---------- EXTRAIT DU TEXTE ----------

Il est également reproché à la politique touristique de ne pas être suffisamment évaluée. Or, comme pour l'ensemble de ses opérateurs, l'État a mis en place des outils d'évaluation et de contrôle , dans le cadre d'un contrat d'objectifs et de performance (COP) conclu pour la période 2016-2018. Un nouveau COP est en cours d'élaboration. Par ailleurs, le directeur général d'Atout France se voit remettre chaque année une lettre d'objectifs déclinant et précisant les mission du COP qu'il doit plus particulièrement mettre en oeuvre sur l'année et dont l'accomplissement fera l'objet d'une évaluation. Enfin, le financement par les ministères de tutelle de projets spécifiques fait l'objet de conventions dédiées prévoyant une évaluation de performance et de résultats en fin de mise en oeuvre. L'évaluation de la politique touristique pourrait probablement être améliorée, sans que cela ne justifie de la remettre en cause.

Atout France dispose d'un réseau à l'international constitué de 33 bureaux répartis dans 30 pays (avec une zone d'intervention sur plus de 70 pays). En PLF 2019, le plafond d'emplois de l'opérateur Atout France est stable et s'établit à 288 ETPT sous plafond et 60 ETPT hors plafond (siège et réseau confondus).

----------

■ CONSIGNE A: Reformulez sous forme de liste le paragraphe de l'extrait sur la politique touristique qui commence par « Il est également reproché », en conservant ses faits principaux.

---------- DONNÉES FOURNIES ----------

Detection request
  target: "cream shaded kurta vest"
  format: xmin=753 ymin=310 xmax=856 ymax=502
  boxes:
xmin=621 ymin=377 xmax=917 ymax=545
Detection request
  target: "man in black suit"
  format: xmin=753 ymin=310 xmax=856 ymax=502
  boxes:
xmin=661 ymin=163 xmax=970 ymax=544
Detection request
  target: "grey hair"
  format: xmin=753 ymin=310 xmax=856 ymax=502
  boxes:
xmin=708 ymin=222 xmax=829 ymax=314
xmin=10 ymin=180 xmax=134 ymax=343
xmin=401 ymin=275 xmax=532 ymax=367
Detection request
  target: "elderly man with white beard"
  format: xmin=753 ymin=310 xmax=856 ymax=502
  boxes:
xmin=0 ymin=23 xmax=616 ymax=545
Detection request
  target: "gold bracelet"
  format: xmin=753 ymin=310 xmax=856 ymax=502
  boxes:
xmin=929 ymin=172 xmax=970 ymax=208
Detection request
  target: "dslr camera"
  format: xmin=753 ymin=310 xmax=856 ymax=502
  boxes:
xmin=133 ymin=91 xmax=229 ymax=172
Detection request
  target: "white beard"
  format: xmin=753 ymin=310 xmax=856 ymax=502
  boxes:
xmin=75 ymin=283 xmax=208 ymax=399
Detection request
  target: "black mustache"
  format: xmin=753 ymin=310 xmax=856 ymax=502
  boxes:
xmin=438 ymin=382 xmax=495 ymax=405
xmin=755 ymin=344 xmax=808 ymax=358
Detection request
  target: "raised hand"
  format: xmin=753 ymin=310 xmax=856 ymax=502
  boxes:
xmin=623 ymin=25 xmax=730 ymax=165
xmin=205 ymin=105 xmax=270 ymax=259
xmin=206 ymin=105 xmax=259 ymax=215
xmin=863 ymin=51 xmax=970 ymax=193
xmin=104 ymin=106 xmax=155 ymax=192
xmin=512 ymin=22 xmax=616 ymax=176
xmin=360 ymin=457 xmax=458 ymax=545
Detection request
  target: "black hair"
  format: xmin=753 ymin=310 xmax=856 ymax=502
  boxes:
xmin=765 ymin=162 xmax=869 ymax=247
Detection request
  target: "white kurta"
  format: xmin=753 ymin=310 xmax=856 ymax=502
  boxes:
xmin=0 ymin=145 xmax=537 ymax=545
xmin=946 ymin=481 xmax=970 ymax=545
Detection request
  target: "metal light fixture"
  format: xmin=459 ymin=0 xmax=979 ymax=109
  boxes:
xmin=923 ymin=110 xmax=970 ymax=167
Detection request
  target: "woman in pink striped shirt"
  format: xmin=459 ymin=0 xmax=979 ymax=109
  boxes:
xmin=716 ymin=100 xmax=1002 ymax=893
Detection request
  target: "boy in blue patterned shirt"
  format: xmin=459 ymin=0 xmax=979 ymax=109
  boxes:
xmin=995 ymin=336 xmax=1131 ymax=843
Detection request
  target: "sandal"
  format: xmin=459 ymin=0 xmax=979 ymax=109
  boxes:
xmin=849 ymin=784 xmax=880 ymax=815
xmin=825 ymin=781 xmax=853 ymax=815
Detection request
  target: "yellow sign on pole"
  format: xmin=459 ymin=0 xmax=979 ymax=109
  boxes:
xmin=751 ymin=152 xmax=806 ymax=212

----------

■ CONSIGNE B: Reproduisez à l'identique les enregistrements depuis leur toute première ligne jusqu'à la ligne contenant « xmin=621 ymin=377 xmax=917 ymax=545 », ces deux lignes comprises.

■ RÉPONSE RÉDIGÉE A:
- On reproche à la politique touristique de ne pas être suffisamment évaluée.
- L'État a pourtant mis en place des outils d'évaluation et de contrôle dans le cadre d'un contrat d'objectifs et de performance (COP) conclu pour 2016-2018. Un nouveau COP est en cours d'élaboration.
- Le directeur général d'Atout France reçoit chaque année une lettre d'objectifs. Elle précise les missions du COP à mettre en œuvre dans l'année, et leur accomplissement sera évalué.
- Les projets spécifiques financés par les ministères de tutelle font l'objet de conventions dédiées. Ces conventions prévoient une évaluation de performance et de résultats en fin de mise en œuvre.
- L'évaluation de cette politique pourrait probablement être améliorée, sans que cela justifie de la remettre en cause.

■ RÉPONSE RÉDIGÉE B:
Detection request
  target: "cream shaded kurta vest"
  format: xmin=753 ymin=310 xmax=856 ymax=502
  boxes:
xmin=621 ymin=377 xmax=917 ymax=545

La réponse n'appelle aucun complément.